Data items
§
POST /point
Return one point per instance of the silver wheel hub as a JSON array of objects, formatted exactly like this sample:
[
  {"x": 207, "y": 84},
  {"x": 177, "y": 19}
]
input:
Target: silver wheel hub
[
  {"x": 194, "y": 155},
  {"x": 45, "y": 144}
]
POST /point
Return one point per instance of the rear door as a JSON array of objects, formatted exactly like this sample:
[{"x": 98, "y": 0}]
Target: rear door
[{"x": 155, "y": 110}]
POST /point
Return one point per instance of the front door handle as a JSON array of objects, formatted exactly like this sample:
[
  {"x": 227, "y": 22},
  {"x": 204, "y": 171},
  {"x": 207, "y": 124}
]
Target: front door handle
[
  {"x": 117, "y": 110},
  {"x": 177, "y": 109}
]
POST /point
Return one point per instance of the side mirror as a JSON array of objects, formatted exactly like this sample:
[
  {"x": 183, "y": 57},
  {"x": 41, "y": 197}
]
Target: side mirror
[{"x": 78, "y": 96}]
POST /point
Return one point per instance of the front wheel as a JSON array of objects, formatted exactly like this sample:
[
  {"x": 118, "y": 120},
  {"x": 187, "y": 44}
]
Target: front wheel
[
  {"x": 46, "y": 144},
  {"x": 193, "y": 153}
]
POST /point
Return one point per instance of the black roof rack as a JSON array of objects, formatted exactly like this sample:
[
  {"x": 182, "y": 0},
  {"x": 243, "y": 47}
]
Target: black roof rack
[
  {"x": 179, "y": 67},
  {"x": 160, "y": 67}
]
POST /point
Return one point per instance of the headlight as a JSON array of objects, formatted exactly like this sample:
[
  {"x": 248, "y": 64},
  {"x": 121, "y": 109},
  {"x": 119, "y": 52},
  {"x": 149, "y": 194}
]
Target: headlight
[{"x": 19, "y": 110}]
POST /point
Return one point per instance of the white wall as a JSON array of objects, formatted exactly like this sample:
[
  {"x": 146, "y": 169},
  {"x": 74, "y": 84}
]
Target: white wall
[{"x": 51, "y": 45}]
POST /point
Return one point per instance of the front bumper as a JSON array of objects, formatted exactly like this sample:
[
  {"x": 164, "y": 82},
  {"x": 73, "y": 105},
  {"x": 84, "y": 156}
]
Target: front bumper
§
### Exercise brief
Whenever a line in the data holds "bumper", copy that line.

### Answer area
Return one point per instance of the front bumper as a JSON array of objects, formatted exactly like this sample:
Target: front bumper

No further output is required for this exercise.